TEXT SHOWN -
---+---

Dennis Domrzalski, Reporter- Albuquerque Business First
At Lovelace Health System’s hospitals they cuddle babies, deliver beverages to patients’ rooms, work the information desks and provide spiritual guidance to patients.
At Presbyterian Healthcare Services’ hospitals they play music and sing to patients, sew pillows, staff the gift shops and help out in the emergency rooms.
They are volunteers, and they provide valuable services to patients and free up clinical staff to practice medicine.
The two hospital systems engage about 1,100 volunteers between them, and while the systems wouldn’t shut down if those volunteers suddenly left, their departures would create a void that would be difficult — and expensive – to fill, officials from Lovelace and Presbyterian say.
“If it weren’t for volunteers, all of the things needed to provide clinical care would have to be done by a paid person. The volunteers are a support for our clinical staff, and that is part of their value,” says Gary Marsjanik, director of volunteer services for Presbyterian.

---+---

RECORD EXTRACTS -
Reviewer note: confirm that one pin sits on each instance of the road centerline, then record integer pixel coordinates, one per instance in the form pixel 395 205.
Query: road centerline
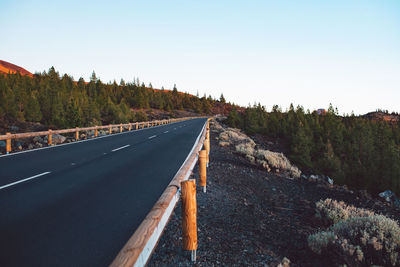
pixel 24 180
pixel 119 148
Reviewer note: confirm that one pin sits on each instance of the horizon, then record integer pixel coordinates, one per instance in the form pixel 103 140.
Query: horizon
pixel 310 54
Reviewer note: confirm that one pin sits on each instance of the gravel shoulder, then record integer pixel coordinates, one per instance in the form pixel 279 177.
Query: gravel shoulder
pixel 251 217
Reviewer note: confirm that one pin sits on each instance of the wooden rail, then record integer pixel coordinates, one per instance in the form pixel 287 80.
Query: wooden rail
pixel 137 125
pixel 139 247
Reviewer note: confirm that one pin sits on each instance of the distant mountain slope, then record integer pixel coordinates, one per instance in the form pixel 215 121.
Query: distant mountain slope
pixel 6 67
pixel 382 116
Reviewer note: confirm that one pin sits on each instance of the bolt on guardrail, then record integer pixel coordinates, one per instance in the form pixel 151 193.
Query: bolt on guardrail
pixel 203 169
pixel 189 217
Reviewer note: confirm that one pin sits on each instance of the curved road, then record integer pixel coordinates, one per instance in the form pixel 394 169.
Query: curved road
pixel 77 204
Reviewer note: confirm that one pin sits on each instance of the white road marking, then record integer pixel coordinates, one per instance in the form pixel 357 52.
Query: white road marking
pixel 24 180
pixel 122 147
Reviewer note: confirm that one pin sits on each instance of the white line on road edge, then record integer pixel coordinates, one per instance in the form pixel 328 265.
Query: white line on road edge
pixel 86 140
pixel 24 180
pixel 122 147
pixel 151 243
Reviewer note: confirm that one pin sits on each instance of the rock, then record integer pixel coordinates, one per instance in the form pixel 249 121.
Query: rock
pixel 321 178
pixel 391 197
pixel 223 143
pixel 38 139
pixel 284 263
pixel 58 139
pixel 14 128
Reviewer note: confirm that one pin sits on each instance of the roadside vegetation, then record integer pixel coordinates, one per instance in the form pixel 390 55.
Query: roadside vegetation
pixel 60 102
pixel 355 151
pixel 356 237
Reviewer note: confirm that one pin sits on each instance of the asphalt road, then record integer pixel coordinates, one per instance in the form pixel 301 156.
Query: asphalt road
pixel 78 204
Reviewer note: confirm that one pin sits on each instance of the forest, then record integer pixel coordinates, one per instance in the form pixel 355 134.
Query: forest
pixel 355 151
pixel 61 102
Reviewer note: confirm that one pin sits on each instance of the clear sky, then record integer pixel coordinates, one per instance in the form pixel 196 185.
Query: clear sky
pixel 310 53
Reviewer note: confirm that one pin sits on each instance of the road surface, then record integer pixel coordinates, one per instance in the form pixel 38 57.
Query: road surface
pixel 78 204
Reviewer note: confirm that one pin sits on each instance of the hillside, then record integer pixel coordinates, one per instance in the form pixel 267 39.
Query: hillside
pixel 6 67
pixel 252 216
pixel 50 100
pixel 383 116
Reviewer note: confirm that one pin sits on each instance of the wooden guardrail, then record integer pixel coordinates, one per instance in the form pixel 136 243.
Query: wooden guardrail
pixel 140 246
pixel 136 125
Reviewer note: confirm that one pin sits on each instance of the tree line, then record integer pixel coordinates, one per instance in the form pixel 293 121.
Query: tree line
pixel 60 102
pixel 354 151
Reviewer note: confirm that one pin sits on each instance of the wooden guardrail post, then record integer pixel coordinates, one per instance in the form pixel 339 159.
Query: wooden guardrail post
pixel 49 138
pixel 189 216
pixel 8 143
pixel 207 148
pixel 203 169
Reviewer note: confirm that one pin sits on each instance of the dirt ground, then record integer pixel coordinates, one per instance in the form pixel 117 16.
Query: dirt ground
pixel 250 217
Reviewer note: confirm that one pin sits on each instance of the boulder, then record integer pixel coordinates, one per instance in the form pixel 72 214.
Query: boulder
pixel 390 197
pixel 38 139
pixel 14 128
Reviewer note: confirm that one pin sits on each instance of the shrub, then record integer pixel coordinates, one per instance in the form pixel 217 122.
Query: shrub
pixel 332 211
pixel 235 136
pixel 278 161
pixel 360 241
pixel 245 149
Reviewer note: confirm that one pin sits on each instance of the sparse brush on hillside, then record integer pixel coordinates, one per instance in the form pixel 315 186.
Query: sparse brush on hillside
pixel 61 102
pixel 245 146
pixel 360 241
pixel 352 150
pixel 331 211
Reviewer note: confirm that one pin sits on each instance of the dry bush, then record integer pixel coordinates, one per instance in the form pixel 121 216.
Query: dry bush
pixel 332 211
pixel 216 126
pixel 223 143
pixel 360 241
pixel 235 137
pixel 278 161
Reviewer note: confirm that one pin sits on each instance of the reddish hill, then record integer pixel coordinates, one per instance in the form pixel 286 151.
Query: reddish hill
pixel 6 67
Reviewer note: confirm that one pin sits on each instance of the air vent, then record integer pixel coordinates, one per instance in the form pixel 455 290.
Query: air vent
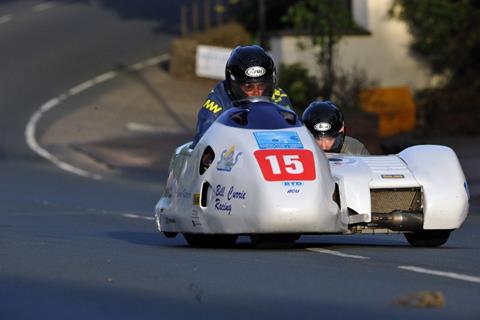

---+---

In the article on hospital volunteers, translate this sentence into Spanish: "They are volunteers, and they provide valuable services to patients and free up clinical staff to practice medicine."

Son voluntarios, y prestan servicios valiosos a los pacientes y liberan al personal clínico para que ejerza la medicina.